* Extracted information

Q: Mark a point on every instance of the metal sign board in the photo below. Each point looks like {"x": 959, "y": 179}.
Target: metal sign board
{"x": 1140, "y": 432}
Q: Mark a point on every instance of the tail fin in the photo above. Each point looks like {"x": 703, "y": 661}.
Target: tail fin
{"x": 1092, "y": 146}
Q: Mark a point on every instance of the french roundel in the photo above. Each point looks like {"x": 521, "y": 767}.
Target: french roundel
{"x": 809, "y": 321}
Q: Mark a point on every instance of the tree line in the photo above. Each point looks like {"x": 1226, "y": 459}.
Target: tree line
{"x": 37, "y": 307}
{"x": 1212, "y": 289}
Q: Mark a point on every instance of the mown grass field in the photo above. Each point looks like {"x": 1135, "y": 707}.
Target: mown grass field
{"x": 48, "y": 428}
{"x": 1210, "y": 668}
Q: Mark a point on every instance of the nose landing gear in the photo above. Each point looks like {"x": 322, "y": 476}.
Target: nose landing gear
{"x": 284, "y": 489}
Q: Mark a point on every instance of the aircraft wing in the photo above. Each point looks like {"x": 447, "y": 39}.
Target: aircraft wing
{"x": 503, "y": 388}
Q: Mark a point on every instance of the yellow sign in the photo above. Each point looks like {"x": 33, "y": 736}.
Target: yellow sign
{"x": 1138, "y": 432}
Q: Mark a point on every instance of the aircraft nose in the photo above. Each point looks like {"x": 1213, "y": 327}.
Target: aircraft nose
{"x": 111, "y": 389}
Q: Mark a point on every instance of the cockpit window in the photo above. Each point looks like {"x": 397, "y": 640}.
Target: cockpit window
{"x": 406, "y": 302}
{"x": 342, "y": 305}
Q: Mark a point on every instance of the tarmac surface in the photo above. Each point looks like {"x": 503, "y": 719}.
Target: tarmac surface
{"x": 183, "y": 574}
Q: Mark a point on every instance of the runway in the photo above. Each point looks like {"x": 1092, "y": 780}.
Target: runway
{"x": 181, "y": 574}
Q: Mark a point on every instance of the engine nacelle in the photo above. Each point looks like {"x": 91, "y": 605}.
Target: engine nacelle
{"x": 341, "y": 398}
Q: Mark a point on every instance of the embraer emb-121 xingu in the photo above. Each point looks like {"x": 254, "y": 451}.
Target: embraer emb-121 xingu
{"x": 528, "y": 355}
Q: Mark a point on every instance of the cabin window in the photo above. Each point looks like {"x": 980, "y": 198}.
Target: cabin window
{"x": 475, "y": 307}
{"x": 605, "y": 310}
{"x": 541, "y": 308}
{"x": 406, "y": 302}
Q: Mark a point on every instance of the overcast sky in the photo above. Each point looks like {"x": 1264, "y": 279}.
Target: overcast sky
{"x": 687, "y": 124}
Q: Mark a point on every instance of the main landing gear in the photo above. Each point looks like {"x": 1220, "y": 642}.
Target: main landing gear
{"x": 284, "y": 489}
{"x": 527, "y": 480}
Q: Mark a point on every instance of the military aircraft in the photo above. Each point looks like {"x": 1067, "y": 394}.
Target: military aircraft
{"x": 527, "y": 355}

* Task description
Render every line of the items above as a JSON list of strings, one string per line, with blank lines left out.

* Final result
[
  "Q: Mark a point on every instance of the metal sign board in the photo below. Each point looks like {\"x\": 959, \"y\": 179}.",
  "Target: metal sign board",
  "{\"x\": 1140, \"y\": 432}",
  "Q: Mark a point on every instance of the tail fin in the photo above. Each point looks like {\"x\": 703, \"y\": 661}.",
  "Target: tail fin",
  "{\"x\": 1092, \"y\": 146}",
  "Q: Mark a point on every instance of the french roundel in the photo above. Each point looks like {\"x\": 521, \"y\": 767}.",
  "Target: french roundel",
  "{\"x\": 809, \"y\": 321}",
  "Q: Mark a point on every instance of the tree line in the photo above. Each point looks like {\"x\": 1226, \"y\": 459}.",
  "Target: tree line",
  "{\"x\": 37, \"y\": 307}",
  "{\"x\": 1212, \"y\": 289}",
  "Q: Mark a point on every instance of the mown grass field in the photo above. Each point looks like {\"x\": 1135, \"y\": 707}.",
  "Target: mown grass field",
  "{\"x\": 48, \"y\": 428}",
  "{\"x\": 1210, \"y\": 668}",
  "Q: Mark a point on every instance of the nose landing gear in the photo above. Each point looks like {\"x\": 322, \"y\": 476}.",
  "Target: nose landing gear",
  "{\"x\": 284, \"y\": 489}",
  "Q: Mark a point on every instance of the aircraft wing in the photo above. Each point looks like {\"x\": 447, \"y\": 39}.",
  "Target: aircraft wing",
  "{\"x\": 503, \"y\": 388}",
  "Q: Mark a point on every instance of the yellow sign in the photo above. Each point looks like {\"x\": 33, \"y\": 736}.",
  "Target: yellow sign",
  "{\"x\": 1138, \"y\": 432}",
  "Q: Mark a point on every instance of the aircraft nose in the photo above. Each point looks like {\"x\": 1213, \"y\": 327}.",
  "Target: aircraft nose",
  "{\"x\": 111, \"y\": 389}",
  "Q: Mark a point on every instance of the cockpit window in the photo above. Each point looks like {\"x\": 397, \"y\": 640}.",
  "Target: cockpit window",
  "{\"x\": 406, \"y\": 302}",
  "{\"x\": 342, \"y\": 305}",
  "Q: Mark a point on every instance of the tarmac surface in the photo above. Each point looks like {\"x\": 503, \"y\": 719}.",
  "Target: tarmac surface",
  "{\"x\": 183, \"y\": 574}",
  "Q: Mark a point on every instance of the runway in the photo above. Each point looks like {\"x\": 1092, \"y\": 780}.",
  "Target: runway",
  "{\"x\": 181, \"y\": 574}",
  "Q: Mark a point on every instance of the engine nacelle in the photo above. Each point looks like {\"x\": 91, \"y\": 605}.",
  "Target: engine nacelle",
  "{\"x\": 341, \"y\": 398}",
  "Q: Mark a point on every instance of the embraer emb-121 xingu in the photo above. Each point looks like {\"x\": 254, \"y\": 451}.",
  "Target: embraer emb-121 xingu",
  "{\"x\": 528, \"y\": 355}",
  "Q: Mark a point on every instance of the cabin window in the photo above. Each point looks like {\"x\": 980, \"y\": 198}.",
  "Target: cabin window",
  "{\"x\": 475, \"y\": 307}",
  "{\"x\": 605, \"y\": 310}",
  "{\"x\": 541, \"y\": 308}",
  "{\"x\": 406, \"y\": 302}",
  "Q: Mark a point on every instance of the overcast sky in the photo above. Each point looks like {\"x\": 1264, \"y\": 279}.",
  "Target: overcast sky",
  "{\"x\": 687, \"y\": 124}",
  "Q: Mark a point on every instance of the main landing gear in the photo above. Each point looks like {\"x\": 1220, \"y\": 642}.",
  "Target: main landing gear",
  "{\"x\": 284, \"y\": 489}",
  "{\"x\": 527, \"y\": 480}",
  "Q: Mark a point on every instance of the military aircraft in the photo above. Each point looks like {\"x\": 1067, \"y\": 394}.",
  "Target: military aircraft",
  "{\"x\": 527, \"y\": 355}"
]